━━ SELECTED EXTRACT
Online Customer Relationship Model

The Online Customer Relationship Model defines the various stages of commitment through which customers progress when purchasing products or services over the Internet. This relationship starts with basic awareness as a company works to expose new customers to its e-commerce offering. If the marketing message is compelling and persistent, customers will be enticed to visit the company's site to learn more. The simple act of clicking on a hypertext link strengthens the relationship as customers enter the visitation stage when they begin to browse through the company's site. If a company can consistently deliver value during each subsequent site visit, customers often will be willing to let the company know more about them. Once customers disclose personal information they enter the registration stage; i.e., the company has earned the opportunity to communicate with the customer on a one-to-one basis. Only if the company can then capitalize on this opportunity, and use the registration data to provide relevant personalized information, will customers be encouraged to use the site to purchase goods or services. The following online sale, often mistakenly considered the consummating step of the online customer relationship, moves the customer to the transaction stage. The highest level of customer commitment that can be attained, however, is represented by satisfied repeat purchasers that have progressed to the loyalty stage of this model.

Stage 1: Awareness (Getting the Word Out)

During this first phase, companies try to attract attention from the marketplace by demonstrating how their product offerings are relevant to potential customers. Companies typically use ad banners, affiliate marketing, and email campaigns to create a recognizable brand -- all with the goal of generating traffic to their site. The problem that companies face during this phase involves the high cost of distributing effective marketing and product information. Although it is often a difficult case to present to marketing professionals, managing promotional information directly in XML offers three advantages:

  • A single promotional XML document can be distributed via multiple distribution channels. Promotional documents stored as XML data can be pushed to a high quality print engine for direct mail, a conversion tool for a plain text email campaign, or an XSLT transformation for HTML output. This method ensures that a consistent message is conveyed regardless of the delivery mechanism.
━━━━
_TASKS TO PERFORM_.
A. List every stage of the online customer relationship model that the passage names, from first to last.
B. In the online customer relationship passage, what problem do companies face during the awareness phase?
C. Continue the online customer relationship passage, starting right after its final sentence.
━━ ENTRIES SHOWN
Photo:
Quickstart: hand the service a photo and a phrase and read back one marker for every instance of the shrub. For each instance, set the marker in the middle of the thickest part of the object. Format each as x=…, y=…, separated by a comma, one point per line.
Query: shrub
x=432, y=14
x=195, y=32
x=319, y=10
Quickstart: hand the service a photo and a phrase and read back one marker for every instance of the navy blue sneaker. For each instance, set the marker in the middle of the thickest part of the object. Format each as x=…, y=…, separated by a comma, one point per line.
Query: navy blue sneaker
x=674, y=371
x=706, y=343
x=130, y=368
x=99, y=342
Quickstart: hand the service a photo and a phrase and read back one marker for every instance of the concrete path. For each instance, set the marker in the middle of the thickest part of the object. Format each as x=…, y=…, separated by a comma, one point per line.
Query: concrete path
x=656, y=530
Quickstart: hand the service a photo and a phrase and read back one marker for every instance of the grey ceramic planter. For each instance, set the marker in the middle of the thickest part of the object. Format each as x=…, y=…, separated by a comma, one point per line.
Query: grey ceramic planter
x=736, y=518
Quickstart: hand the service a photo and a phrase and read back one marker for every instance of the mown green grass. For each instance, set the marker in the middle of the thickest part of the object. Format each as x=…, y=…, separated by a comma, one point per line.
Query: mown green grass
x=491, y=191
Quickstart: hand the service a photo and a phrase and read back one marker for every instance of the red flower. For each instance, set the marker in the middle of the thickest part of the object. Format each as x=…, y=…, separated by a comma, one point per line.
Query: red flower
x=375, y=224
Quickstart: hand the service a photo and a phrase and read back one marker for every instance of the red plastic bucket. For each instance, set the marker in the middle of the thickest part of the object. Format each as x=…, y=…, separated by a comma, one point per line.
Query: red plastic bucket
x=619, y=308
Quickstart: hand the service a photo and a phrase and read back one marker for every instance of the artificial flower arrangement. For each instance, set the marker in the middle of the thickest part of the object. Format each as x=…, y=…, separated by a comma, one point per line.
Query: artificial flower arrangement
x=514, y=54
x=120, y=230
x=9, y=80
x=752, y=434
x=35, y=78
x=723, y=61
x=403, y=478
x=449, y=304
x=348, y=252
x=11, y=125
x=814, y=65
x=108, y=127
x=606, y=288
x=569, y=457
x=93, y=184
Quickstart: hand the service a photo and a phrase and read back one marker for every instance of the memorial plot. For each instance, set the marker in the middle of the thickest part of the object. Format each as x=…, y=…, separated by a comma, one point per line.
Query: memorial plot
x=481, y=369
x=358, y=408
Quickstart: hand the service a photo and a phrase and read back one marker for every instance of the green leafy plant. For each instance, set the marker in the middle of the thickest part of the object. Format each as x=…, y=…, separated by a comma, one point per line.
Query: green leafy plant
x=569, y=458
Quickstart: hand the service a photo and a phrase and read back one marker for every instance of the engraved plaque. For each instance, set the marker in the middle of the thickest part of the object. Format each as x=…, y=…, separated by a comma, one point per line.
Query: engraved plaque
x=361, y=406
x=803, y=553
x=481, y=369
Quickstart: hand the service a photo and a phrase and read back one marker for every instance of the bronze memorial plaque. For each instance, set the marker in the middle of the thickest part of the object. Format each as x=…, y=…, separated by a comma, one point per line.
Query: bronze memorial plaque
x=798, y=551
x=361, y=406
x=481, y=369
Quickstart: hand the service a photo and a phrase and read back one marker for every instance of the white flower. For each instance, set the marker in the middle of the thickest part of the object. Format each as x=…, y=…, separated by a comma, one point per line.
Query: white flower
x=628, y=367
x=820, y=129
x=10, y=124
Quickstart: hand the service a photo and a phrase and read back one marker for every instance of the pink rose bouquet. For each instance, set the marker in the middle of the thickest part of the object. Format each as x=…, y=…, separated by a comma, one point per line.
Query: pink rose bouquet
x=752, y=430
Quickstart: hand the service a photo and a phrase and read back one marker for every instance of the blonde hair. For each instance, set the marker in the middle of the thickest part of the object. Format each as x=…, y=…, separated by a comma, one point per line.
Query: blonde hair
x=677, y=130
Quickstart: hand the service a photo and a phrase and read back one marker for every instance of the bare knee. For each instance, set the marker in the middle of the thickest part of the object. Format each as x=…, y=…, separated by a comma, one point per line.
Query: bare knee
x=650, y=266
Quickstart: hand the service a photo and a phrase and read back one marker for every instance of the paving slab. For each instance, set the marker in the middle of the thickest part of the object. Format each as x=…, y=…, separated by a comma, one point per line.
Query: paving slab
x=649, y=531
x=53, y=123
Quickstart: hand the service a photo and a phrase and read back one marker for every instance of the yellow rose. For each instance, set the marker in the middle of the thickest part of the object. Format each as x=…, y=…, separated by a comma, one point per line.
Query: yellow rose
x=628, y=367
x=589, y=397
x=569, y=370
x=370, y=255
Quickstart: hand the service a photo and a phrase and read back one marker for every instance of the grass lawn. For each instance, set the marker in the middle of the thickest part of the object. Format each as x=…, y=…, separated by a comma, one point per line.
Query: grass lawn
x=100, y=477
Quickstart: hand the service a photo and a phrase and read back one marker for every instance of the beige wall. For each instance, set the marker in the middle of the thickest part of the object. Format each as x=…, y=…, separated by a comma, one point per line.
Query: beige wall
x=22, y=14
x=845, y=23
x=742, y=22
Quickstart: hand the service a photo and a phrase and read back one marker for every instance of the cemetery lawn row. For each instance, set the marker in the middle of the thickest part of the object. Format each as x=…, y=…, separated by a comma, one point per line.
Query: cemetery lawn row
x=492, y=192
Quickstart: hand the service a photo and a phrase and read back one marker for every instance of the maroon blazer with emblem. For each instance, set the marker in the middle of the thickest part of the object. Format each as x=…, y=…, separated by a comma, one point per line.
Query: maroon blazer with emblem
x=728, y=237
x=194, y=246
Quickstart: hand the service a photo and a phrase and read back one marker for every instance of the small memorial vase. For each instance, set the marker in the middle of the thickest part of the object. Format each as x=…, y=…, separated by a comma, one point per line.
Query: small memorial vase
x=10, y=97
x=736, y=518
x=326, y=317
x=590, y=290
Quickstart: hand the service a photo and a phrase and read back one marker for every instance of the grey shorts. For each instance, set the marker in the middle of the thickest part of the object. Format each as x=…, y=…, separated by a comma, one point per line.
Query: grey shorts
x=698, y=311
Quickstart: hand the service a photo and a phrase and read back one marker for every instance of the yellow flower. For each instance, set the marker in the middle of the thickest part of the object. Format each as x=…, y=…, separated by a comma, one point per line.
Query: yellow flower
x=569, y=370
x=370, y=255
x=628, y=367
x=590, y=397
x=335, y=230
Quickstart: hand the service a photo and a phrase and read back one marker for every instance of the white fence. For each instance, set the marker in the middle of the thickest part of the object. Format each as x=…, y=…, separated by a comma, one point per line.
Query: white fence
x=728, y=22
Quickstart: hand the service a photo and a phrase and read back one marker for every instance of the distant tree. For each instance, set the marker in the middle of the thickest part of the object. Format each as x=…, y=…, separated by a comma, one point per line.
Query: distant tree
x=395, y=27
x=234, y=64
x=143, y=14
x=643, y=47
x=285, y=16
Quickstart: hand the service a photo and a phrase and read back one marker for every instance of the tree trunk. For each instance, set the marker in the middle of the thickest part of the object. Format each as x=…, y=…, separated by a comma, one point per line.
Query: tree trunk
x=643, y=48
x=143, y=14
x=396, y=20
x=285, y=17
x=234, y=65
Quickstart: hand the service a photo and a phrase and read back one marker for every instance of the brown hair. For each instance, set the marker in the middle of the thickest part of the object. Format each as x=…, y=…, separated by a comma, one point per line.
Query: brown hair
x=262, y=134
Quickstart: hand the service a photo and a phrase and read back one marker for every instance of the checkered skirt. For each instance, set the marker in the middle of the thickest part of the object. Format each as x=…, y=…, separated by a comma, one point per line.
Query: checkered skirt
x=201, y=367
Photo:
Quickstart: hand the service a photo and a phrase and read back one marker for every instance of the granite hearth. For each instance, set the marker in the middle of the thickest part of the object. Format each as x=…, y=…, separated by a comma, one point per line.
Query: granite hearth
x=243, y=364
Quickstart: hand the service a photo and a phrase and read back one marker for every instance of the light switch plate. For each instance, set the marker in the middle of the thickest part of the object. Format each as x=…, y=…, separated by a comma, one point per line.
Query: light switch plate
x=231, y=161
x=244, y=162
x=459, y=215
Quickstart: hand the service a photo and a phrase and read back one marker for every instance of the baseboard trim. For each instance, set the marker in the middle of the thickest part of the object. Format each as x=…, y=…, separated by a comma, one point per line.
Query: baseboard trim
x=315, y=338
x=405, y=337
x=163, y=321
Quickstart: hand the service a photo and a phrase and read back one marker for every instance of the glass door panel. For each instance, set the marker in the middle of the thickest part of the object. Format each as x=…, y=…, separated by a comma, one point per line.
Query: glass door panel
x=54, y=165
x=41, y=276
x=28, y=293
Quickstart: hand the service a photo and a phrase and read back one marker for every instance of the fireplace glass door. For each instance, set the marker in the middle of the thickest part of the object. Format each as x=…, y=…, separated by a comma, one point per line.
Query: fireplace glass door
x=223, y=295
━━━━
_ANSWERS FOR THE TASKS_.
A. Awareness, visitation, registration, transaction, loyalty

B. The high cost of distributing effective marketing and product information.

C.
  • Using XML allows organizations to create multiple versions of promotional material to more narrowly target customers by using separate transformations for different market segments.
  • Delivering promotional information in XML to affiliate marketing sites allows partners to apply the appropriate styles through a standard conversion to HTML via XSLT or directly with XSLFO to match the look and free of their website. This division of labor will save time as the content of the marketing material remains the responsibility of the company, but the online formatting is shifted to the affiliate web site owner.

Stage 2: Visitation (Generating Web Traffic)

Once customers visit a site for the first time, they enter the second stage of the online relationship. Moving customers to this visitation stage was once the ultimate goal of e-commerce marketers, many of whom believed that the number of site hits was an appropriate proxy for expected profitability. Painfully, these companies learned that the only way to ensure that customers will return to a site is to create new, pertinent content regularly. Even though most companies now realize that it is not sufficient to direct large numbers of visitors to their e-commerce sites, they still need to invest significant resources to generate site content dynamically and customize navigation tools to encourage repeat visitations. As this is a common problem facing organizations, there are many XML-based applications to help facilitate this process:

  • Utilizing an XML-based (ICE, RSS, etc.) syndication engine, companies can rapidly aggregate relevant content from providers so that each time customers visit their site there is new information.
  • Adopting an XML-based content management systems can be used to decrease internal product documentation cycle time. By ensuring that pricing, support, and technical information is current and available via the Internet, companies increase the likelihood that customers will regularly visit their web site.
  • If XML is published directly, XSLT transformations can be applied to create dynamic navigation tools that provide an intuitive user interface for customers.
  • Indexing XML-based documents with specialized search engines that support structural searches will provide a level of granularity not commonly available on corporate sites and will encourage customers to return.

Stage 3: Registration (Knowing your Customers)

Once companies have begun to generate significant levels of Internet traffic, their goal should be to tailor their site content to meet the specific needs of each individual customer. However, in order to do this effectively, they must create enough value so that customers will allow direct communication on an ongoing basis. With so many cases of corporate misuse of consumer data, customers are hesitant to disclose even basic demographic facts about themselves. Organizations wanting to compete for online business must understand that customers will rarely register unless it can be demonstrated that the information that they provide will be used to their benefit. Fortunately, using XML offers tangible ways to use customer data to improve their online experience:

  • Using customer preferences as input parameters, companies can dynamically create personalized XSLT transformations to render customized views of a site for each customer. Format as well as content can be tailored to optimize the effectiveness of the site.
  • Managing site content as XML documents allows companies to dynamically create customized documents that incorporate customer data such as account balance, shipment status, or responses to support questions.

Stage 4: Transaction (Making the Sale)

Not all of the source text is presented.